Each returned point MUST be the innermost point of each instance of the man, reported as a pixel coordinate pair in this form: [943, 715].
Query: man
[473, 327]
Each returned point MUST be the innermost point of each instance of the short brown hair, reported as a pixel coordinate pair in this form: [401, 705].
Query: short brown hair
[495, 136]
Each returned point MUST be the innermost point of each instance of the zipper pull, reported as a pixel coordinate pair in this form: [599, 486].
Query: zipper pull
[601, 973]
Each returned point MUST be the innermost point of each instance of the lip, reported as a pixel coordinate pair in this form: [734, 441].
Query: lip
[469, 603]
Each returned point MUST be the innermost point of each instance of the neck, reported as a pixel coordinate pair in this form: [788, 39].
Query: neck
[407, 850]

▶ [Stated problem]: Reproduce all of the data above line for line, without changing a single character.

▶ [Answer to the task]:
Each returned point MUST be the innermost point of each instance of the man, reported as a pixel coordinate pair in this form: [943, 715].
Query: man
[473, 327]
Each returned point MUST be the innermost point of each instance of the short brown hair, reported as a pixel coordinate pair in this form: [401, 705].
Query: short brown hair
[495, 136]
Each returned point MUST be the innermost point of each instance of the zipper pull, reported as a pixel coordinate pair in this form: [599, 486].
Query: zipper pull
[601, 973]
Each returned point MUST be the innermost point of each instance of the lip, reported as a pixel coordinate pair in this form: [734, 441].
Query: lip
[469, 603]
Each returned point MUST be the innermost point of each instance of the neck, reported as a pixel coordinate pair in this form: [788, 39].
Query: neck
[407, 850]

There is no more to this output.